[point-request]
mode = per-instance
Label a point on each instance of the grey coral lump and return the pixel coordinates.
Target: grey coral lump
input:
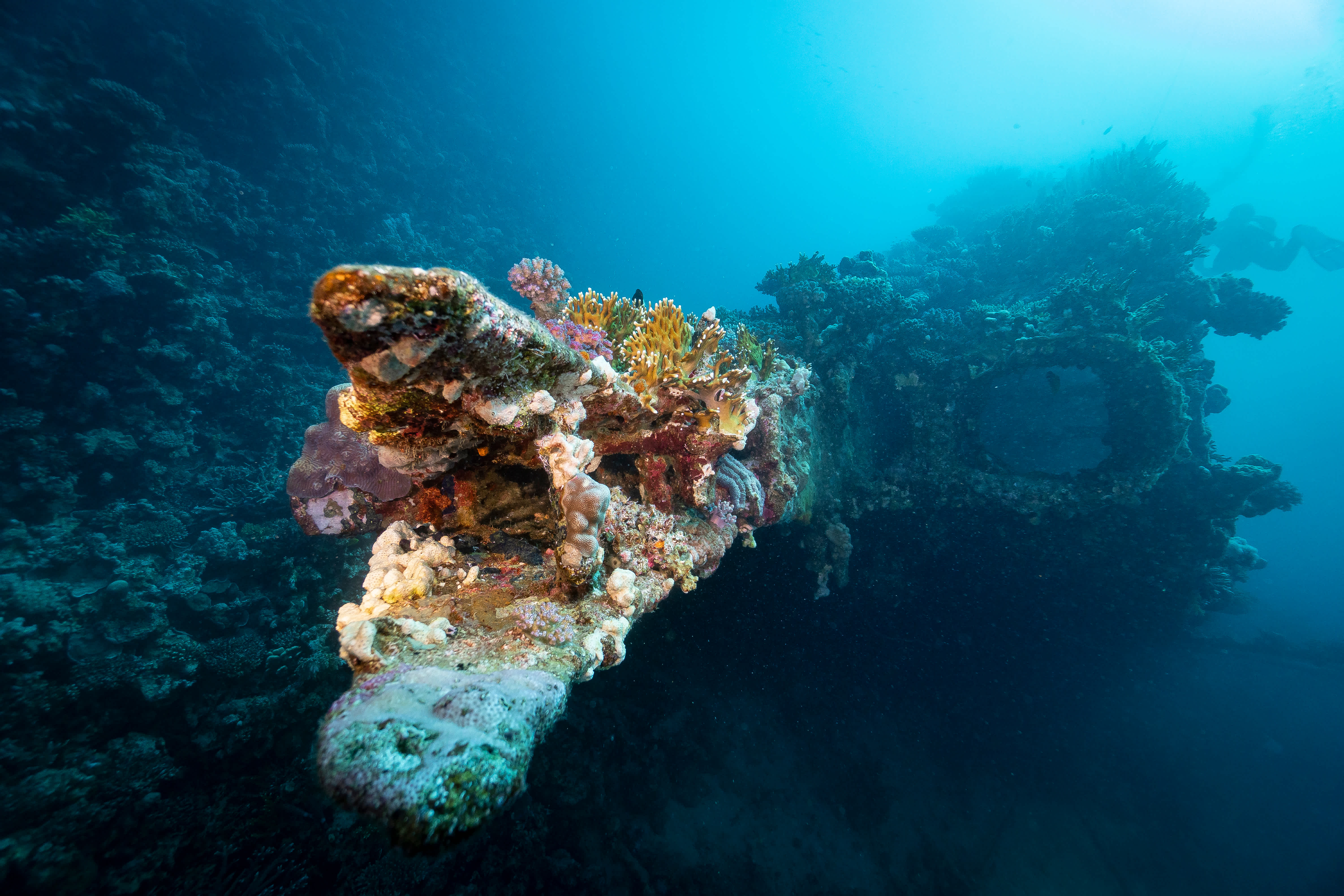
(743, 485)
(585, 504)
(436, 752)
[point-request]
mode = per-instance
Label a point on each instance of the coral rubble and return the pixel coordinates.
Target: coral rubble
(475, 620)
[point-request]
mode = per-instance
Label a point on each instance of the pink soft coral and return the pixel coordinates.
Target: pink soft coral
(542, 283)
(581, 339)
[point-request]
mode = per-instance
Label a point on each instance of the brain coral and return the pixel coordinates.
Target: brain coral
(335, 454)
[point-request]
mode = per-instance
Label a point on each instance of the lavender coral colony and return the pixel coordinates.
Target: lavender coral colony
(1068, 409)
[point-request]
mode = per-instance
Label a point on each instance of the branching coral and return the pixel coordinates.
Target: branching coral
(666, 350)
(614, 315)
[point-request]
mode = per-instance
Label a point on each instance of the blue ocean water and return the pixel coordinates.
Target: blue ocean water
(174, 177)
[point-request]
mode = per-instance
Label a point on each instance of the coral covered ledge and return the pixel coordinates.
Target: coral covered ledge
(540, 485)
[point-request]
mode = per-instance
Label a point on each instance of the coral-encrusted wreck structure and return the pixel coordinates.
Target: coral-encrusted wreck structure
(1010, 409)
(534, 502)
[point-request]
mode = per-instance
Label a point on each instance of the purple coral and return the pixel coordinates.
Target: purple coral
(581, 339)
(335, 454)
(542, 283)
(544, 622)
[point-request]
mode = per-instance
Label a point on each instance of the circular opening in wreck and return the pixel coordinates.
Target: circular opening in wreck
(1046, 420)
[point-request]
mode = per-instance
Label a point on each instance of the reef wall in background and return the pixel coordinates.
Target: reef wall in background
(1056, 416)
(1006, 413)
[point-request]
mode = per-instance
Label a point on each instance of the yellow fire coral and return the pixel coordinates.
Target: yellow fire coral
(614, 315)
(757, 354)
(724, 393)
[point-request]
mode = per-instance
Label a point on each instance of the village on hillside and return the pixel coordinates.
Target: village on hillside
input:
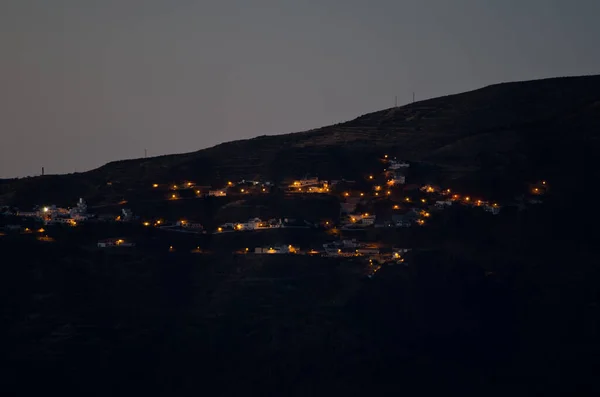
(382, 201)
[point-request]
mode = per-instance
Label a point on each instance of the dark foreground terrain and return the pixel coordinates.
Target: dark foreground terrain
(490, 311)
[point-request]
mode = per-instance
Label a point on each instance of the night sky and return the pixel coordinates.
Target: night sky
(86, 82)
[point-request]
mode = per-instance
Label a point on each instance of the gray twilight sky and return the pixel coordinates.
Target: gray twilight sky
(85, 82)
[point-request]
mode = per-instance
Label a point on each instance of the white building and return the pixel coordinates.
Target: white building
(280, 249)
(362, 219)
(443, 203)
(396, 165)
(114, 243)
(397, 180)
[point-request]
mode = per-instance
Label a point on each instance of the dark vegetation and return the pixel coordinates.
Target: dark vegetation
(490, 138)
(487, 305)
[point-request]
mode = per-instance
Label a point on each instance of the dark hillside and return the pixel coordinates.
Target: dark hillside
(524, 129)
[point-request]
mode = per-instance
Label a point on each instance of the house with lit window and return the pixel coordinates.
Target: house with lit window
(114, 242)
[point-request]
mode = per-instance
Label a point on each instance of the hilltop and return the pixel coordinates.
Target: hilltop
(487, 136)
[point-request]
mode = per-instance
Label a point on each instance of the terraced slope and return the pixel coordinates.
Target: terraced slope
(523, 128)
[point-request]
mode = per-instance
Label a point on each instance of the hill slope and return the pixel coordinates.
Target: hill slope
(512, 129)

* **WHAT IS BEING ASKED**: Scan the material for the word "grey". Return every line where it is found.

* **ANSWER TO THIS PROBLEM**:
Label a point on each instance of the grey coral lump and return the pixel coordinates.
Target: grey coral lump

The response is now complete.